• [SHORT TASK A]
According to the numbered notes, where and in what year was Ignatius Loyola wounded?
• [SHORT TASK B]
Carry the numbered notes forward from their last sentence.

• [DOCUMENT SECTION]
⁂

1555. talisman. In ragged effigy. The talisman was the image, believed to have been made by witches, of persons whom they wished to injure. The images were melted or otherwise destroyed in order that like evil might come upon the original. So a ragged talisman' was made for each obnoxious member of the Rump, who were thus burnt in talisman.

1564. soldier. Ignatius Loyola was originally a soldier, and was wounded at the siege of Pampeluna, 1521.

1574. Sambenites. Sambenito, the coat of yellow cloth put upon heretics when ordered to execution by the Inquisition. A picture of the Devil was painted on it in black.

1585. Kircherus. Early editions spell this name 'Kirkerus.' He was a Jesuit who wrote on the mysteries of ancient Egypt.

1587. The Egyptians represented kingship by the bee, with honey to reward virtue and a sting to punish vice. Butler works this out in the 'Speech made at the Rota.'

1610. above his head. If he settles on a wall.

1616. luez. Also called luz. A small bone at the lower end of the backbone was said by the Rabbins to be incorruptible, and to furnish the seed whence the whole body would be restored at the Resurrection.

1624.

os sacrum. The lowest bone of the backbone. It is so called only from its greater size than any of the vertebrae.

1648. valet. Pronounced 'valèt.'

1656. heads and quarters. For high treason the penalty used to be for the nobility, beheading; for the commonalty, to be hanged, drawn, and quartered.

1684. horrid cookery. In Cheapside there were a great many bonfires, and Bow-bells and all the bells in all the churches as we went home were a-ringing. Hence we went homewards it being about ten at night. But the common joy that was everywhere to be seen! The number of bonfires, there being fourteen between St. Dunstan's and Temple-bar, and at Strand Bridge [a bridge which spanned the Strand close to the east end of Catherinestreet, where a small stream ran down from the fields into the

Thames near Somerset House] I could tell at one time thirty-one fires; in King-street seven or eight; and all along, burning, and roasting, and drinking of Rumps; there being rumps tied upon sticks, and carried up and down. The butchers at the maypoles in the Strand rang a peal with their knives when they were going to sacrifice their rump. On Ludgate-hill there was one turning of the spit that had a rump tied to it, and another basting of it. Indeed, it was past imagination, both the greatness and the suddenness of it. At one end of the street you would think there was a whole lane of fire, and so hot that we were fain to keep on the other side.'-PEPYS' Diary.

⁂

Dataset items:
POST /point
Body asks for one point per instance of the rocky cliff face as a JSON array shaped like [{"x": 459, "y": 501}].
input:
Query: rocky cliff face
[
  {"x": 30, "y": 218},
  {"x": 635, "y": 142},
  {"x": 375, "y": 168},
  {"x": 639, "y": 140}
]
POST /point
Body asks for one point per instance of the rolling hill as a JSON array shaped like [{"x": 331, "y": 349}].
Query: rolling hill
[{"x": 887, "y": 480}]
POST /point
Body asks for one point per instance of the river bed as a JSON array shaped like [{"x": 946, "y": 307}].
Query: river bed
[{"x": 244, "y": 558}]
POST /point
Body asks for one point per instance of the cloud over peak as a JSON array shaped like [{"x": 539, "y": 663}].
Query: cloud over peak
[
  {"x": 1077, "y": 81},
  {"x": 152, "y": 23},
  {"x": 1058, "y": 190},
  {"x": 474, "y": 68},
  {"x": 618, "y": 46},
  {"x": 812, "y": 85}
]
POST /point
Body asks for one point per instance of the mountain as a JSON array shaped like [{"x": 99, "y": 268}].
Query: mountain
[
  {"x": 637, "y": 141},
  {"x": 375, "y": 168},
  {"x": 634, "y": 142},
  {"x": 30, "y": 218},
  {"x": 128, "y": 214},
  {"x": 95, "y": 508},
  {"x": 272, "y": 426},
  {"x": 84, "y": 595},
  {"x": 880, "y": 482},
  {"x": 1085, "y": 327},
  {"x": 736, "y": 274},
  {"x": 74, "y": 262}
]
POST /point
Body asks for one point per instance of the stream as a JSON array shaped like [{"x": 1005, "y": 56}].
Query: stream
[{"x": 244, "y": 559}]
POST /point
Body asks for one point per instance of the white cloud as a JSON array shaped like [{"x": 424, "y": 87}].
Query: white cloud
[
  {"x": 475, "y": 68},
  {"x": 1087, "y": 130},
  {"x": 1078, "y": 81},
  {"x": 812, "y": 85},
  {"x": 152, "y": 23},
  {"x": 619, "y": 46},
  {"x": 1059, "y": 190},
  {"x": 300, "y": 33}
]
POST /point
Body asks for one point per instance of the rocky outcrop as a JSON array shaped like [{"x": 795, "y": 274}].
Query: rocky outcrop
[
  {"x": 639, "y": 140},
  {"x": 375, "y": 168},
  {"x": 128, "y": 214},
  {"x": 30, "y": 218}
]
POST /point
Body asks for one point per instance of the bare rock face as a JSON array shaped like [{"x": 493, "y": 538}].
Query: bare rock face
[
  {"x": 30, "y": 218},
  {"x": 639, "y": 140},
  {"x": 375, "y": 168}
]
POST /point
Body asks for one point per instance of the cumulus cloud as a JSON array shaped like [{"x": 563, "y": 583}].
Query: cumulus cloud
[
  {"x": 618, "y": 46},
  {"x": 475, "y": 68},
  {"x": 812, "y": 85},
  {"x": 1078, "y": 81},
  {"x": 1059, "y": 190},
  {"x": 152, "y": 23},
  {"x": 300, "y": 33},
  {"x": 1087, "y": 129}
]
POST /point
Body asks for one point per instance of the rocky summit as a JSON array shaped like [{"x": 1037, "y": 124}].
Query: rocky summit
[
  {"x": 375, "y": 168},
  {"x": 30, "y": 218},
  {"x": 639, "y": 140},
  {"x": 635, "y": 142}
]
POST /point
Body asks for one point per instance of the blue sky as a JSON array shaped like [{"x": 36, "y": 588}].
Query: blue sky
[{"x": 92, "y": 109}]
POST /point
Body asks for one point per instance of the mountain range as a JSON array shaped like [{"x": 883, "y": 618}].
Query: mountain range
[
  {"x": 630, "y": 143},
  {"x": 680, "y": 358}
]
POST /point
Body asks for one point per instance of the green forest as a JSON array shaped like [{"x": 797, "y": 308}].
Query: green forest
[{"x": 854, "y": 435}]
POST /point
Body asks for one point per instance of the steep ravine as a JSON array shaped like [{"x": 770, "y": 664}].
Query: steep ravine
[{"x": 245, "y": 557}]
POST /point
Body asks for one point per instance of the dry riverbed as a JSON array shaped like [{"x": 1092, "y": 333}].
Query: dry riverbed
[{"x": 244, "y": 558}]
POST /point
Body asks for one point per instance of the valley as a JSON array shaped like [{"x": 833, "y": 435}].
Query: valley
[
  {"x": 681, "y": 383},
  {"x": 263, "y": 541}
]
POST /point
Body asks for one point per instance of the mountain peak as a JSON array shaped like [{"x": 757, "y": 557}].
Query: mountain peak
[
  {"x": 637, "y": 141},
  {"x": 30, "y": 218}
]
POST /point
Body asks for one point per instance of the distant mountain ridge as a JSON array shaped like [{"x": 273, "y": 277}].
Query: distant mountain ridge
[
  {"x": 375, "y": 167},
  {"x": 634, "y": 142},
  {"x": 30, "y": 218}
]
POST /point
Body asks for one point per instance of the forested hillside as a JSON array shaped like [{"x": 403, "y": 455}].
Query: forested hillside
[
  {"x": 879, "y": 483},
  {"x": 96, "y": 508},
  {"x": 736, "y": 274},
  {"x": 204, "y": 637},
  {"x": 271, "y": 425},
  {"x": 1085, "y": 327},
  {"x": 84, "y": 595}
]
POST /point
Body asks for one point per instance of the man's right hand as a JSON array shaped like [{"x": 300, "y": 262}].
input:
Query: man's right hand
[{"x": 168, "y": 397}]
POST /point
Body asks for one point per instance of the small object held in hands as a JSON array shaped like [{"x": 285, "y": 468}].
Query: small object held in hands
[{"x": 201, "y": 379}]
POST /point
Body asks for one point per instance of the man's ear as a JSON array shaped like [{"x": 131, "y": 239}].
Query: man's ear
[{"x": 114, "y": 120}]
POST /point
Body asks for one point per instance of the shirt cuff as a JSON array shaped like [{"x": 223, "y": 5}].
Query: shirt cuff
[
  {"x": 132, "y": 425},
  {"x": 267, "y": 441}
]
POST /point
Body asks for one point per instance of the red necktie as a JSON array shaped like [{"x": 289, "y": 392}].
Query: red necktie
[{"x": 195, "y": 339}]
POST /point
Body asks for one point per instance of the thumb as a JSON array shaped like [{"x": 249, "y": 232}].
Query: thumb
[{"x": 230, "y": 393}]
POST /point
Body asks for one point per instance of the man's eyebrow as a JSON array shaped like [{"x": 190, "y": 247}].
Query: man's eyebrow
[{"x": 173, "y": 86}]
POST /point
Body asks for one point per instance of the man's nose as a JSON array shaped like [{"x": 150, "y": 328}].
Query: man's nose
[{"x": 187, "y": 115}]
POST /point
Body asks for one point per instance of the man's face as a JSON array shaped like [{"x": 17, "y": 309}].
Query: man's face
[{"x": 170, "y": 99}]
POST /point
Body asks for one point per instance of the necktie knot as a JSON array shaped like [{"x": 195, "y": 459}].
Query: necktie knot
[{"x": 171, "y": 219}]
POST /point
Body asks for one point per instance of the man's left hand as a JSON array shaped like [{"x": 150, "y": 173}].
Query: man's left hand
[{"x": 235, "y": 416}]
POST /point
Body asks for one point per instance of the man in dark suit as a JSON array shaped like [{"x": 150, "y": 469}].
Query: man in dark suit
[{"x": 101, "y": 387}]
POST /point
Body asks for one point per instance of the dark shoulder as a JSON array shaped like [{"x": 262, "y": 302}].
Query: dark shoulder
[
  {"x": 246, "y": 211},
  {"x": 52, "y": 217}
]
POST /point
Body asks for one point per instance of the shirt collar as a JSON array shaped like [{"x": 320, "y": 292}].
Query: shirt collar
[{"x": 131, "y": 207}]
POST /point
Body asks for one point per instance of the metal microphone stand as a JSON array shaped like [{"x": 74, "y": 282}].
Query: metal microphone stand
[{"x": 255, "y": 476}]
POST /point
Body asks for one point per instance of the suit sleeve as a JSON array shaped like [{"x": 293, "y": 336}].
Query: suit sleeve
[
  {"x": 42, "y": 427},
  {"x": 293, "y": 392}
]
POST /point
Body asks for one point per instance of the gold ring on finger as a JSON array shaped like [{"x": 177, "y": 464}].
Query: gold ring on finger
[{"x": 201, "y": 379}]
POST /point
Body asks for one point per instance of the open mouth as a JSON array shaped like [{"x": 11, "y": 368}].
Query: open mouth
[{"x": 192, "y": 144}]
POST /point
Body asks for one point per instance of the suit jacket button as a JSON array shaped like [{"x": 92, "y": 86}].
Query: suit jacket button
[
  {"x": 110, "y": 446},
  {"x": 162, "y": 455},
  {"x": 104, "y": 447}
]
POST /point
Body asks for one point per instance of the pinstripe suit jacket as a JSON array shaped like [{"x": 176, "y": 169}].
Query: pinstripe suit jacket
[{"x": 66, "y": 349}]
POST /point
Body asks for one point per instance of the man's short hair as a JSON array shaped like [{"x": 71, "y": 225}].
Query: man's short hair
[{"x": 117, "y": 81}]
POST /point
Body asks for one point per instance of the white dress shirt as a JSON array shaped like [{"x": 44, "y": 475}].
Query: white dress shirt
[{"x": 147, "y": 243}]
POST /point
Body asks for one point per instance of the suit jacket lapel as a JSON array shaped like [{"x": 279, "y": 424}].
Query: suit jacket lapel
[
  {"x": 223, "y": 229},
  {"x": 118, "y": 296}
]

⁂

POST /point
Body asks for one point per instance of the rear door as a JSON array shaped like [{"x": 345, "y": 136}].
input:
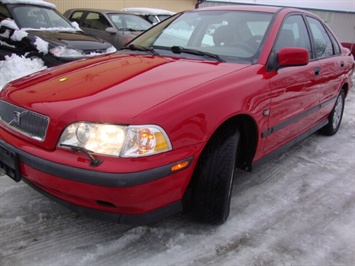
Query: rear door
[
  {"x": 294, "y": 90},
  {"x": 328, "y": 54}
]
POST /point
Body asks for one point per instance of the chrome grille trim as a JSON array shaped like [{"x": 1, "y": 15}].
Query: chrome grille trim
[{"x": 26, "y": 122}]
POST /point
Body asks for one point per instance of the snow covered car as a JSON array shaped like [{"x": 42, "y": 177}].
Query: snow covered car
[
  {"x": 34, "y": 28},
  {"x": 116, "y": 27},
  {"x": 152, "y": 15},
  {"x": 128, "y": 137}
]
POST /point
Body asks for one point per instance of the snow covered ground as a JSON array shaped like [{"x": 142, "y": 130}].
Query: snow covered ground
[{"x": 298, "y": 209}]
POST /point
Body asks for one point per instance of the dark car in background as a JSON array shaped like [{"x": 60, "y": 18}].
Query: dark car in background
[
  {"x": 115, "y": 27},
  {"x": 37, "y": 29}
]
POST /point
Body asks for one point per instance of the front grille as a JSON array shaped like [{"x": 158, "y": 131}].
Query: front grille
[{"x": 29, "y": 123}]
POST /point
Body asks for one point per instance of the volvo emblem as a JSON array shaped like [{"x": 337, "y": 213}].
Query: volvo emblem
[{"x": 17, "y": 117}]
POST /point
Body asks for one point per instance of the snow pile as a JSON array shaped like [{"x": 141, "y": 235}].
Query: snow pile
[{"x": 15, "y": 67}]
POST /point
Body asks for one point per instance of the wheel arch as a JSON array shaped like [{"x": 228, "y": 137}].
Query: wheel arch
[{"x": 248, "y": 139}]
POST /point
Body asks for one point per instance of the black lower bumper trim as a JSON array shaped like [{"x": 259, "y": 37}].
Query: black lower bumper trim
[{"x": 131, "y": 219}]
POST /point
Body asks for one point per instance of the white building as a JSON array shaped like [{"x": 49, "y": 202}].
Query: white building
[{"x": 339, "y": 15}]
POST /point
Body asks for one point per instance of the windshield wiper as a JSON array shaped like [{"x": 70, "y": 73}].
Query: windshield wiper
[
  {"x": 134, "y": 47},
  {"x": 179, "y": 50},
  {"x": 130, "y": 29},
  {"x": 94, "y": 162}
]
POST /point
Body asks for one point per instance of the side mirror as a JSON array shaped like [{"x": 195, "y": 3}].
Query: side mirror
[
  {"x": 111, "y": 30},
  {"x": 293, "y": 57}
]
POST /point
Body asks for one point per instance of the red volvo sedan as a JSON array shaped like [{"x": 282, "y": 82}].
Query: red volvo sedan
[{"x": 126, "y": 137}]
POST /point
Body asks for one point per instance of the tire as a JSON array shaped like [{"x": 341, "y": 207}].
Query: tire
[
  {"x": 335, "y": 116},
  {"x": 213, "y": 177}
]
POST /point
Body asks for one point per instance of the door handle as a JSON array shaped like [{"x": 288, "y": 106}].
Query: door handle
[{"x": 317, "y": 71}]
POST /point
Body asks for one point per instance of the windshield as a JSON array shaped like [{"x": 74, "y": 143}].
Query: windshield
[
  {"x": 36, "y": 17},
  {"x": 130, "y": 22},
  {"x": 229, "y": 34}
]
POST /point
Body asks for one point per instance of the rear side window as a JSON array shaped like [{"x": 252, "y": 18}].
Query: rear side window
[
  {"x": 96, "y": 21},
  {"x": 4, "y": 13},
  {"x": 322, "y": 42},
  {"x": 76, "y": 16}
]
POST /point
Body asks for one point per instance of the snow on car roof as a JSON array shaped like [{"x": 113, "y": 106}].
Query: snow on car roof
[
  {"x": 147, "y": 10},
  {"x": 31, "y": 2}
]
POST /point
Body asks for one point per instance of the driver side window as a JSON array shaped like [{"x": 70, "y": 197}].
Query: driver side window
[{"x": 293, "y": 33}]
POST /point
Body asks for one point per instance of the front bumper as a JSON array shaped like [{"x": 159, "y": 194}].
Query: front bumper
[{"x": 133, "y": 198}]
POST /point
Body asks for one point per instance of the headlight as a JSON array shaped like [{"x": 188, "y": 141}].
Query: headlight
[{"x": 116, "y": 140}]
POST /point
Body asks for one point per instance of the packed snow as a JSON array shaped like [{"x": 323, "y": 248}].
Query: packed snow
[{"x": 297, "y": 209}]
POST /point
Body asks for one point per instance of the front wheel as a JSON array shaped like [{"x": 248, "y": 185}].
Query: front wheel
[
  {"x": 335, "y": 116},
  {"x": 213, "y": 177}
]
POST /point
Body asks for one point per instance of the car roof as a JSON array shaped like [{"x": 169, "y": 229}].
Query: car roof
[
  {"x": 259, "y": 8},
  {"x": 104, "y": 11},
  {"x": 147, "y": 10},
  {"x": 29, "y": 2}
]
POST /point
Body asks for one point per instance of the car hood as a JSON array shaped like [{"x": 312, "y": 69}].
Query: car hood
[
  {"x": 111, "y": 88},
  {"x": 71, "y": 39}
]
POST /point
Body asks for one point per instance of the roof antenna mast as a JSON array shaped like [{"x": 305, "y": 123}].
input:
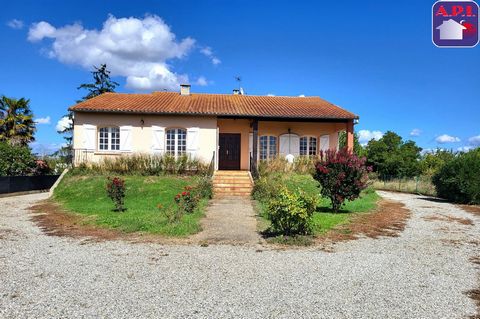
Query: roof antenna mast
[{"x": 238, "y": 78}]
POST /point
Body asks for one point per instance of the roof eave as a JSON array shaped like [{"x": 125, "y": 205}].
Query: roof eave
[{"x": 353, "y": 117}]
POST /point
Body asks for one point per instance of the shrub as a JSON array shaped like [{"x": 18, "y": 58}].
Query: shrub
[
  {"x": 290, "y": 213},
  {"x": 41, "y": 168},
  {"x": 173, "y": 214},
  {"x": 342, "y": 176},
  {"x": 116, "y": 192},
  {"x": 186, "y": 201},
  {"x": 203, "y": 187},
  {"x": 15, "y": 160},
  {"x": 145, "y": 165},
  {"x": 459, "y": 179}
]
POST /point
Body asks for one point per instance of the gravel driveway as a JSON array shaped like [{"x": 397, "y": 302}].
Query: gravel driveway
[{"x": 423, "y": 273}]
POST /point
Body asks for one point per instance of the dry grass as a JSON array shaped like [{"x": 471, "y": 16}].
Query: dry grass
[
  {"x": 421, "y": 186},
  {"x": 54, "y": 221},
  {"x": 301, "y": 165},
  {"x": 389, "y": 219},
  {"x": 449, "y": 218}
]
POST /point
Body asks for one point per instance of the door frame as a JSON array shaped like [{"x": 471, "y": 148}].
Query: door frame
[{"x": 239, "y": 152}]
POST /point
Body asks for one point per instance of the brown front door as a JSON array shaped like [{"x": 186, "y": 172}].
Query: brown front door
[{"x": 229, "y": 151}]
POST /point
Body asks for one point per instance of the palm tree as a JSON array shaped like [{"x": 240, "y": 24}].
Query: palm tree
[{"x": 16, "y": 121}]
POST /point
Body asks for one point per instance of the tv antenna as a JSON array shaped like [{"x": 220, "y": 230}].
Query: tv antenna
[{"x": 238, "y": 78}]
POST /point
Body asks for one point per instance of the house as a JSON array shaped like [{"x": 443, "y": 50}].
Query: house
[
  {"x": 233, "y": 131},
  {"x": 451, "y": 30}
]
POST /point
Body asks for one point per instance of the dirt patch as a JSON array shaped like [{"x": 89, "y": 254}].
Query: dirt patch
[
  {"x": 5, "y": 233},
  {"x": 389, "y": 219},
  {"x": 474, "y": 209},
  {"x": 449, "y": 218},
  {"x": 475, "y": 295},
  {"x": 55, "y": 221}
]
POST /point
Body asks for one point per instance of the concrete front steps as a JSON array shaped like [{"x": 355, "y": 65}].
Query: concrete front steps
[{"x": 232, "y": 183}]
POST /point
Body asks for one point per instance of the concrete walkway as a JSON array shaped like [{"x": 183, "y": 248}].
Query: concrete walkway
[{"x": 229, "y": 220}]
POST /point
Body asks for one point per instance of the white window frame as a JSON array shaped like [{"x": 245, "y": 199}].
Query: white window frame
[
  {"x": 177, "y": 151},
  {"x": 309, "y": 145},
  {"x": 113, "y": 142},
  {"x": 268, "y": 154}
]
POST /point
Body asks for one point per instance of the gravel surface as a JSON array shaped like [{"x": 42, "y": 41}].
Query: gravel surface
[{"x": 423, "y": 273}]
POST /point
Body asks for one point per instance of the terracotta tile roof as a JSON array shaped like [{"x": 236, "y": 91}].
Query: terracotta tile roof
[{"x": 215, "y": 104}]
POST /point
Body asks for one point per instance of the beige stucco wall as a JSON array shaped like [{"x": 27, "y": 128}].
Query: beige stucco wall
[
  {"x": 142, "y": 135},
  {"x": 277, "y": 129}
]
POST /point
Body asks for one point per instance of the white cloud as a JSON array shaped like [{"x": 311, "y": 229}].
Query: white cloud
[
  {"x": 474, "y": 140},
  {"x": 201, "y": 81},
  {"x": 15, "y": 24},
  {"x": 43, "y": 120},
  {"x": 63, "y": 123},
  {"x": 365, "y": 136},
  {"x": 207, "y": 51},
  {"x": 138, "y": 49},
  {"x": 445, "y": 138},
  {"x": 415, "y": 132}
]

⁂

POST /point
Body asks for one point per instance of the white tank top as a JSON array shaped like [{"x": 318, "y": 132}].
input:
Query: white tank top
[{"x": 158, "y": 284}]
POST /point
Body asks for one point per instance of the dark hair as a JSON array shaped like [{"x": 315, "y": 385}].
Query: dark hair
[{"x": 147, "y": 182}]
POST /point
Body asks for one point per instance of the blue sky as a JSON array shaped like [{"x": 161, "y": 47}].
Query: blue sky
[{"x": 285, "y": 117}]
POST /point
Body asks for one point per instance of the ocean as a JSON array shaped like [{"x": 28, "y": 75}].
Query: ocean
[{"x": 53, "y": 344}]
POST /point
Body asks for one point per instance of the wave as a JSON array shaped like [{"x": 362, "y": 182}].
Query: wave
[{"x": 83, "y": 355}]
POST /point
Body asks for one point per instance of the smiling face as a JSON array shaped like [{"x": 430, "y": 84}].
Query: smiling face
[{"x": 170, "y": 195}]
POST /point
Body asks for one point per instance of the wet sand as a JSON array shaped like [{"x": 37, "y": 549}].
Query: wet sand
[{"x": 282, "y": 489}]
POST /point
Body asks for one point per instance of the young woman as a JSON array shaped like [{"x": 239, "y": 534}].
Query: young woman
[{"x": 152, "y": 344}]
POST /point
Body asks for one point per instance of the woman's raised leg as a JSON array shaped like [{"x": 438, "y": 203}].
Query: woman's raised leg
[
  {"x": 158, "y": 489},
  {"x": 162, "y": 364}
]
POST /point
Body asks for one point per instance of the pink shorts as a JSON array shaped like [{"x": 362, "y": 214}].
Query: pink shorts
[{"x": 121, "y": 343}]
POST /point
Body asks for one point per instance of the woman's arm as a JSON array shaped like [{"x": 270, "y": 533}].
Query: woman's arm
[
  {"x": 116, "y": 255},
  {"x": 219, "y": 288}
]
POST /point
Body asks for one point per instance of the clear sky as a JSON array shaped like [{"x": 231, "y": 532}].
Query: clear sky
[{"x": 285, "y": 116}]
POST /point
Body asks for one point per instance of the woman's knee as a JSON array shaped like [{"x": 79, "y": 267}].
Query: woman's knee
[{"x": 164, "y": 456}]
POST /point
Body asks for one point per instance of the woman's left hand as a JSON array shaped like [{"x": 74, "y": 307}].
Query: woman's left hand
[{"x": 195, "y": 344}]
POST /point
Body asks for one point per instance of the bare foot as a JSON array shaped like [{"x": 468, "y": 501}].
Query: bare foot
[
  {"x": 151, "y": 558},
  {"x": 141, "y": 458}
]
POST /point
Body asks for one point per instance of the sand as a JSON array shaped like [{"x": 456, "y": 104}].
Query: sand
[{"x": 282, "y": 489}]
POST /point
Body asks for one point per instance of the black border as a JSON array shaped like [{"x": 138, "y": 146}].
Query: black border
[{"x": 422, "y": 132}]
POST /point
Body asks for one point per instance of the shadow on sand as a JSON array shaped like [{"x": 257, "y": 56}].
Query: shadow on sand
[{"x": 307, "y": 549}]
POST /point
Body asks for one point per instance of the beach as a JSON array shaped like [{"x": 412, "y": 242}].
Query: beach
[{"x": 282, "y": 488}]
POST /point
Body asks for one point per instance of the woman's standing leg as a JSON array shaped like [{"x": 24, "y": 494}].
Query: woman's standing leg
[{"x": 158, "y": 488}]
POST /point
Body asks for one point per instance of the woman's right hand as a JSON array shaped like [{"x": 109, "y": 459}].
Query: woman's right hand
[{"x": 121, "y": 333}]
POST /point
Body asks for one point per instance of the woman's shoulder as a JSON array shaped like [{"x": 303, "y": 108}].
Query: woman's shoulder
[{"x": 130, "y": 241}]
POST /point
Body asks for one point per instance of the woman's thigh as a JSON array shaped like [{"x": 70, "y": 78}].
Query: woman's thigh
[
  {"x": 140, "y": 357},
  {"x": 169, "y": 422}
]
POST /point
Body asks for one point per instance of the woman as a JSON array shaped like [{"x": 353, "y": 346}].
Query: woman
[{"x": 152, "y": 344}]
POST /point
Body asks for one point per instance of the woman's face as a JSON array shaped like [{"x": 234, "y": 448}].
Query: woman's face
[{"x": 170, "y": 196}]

⁂

• [FINAL RESULT A]
At the siege of Pampeluna, in 1521.

• [FINAL RESULT B]
1690. all spurs. Horses trained thus to race at the Carnival at Rome. Little balls armed with sharp spikes are hung along their hinder quarters, and serve to spur them on as soon as they begin to run.

PART III.-CANTO III.

3. fern. The seed of a fern being very small, almost invisible to the naked eye, it was long held that the plant was propagated, as it was also believed that some insects were, spontaneously or equivocally.' The further notion that whoever could carry this seed about with him became himself invisible, is alluded to by Shakspeare

6

6

We have the receipt of fern-seed, we walk invisible.'

1 Henry I. II. i. 93.

16. see with ears, &c. Butler ridicules this idea also in his 'Character of an Hermetic Philosopher.' The ridicule is aimed at Sir Kenelm Digby, who tells with apparent credulity the story of a Spaniard who could hear by his eyes and see words.

20. hag. A.S. Egesian, to fear, to make afraid. To 'hag' is to fright, to scare. Cf. Timorous man whose nature is thus hagged with frightful imaginations of invisible powers and judgment to come.'-SCOTT, Christian Life, pt. ii., c. 3, s. 2.

36. Marshal Legion. This name has been very variously explained. The strong probability seems to be that 'Marshal Legion's regiment' simply means a pack of devils, from the devils of the Gospel whose name was Legion. But Grey explains this as an allusion to one Stephen Marshall, a Presbyterian preacher of some notoriety. The desire to identify all Butler's fanciful names with real persons has been indulged far beyond the evidence, and has produced many strained renderings.

44. we left. The thread of the narrative is here taken up again after the long digression of the last canto.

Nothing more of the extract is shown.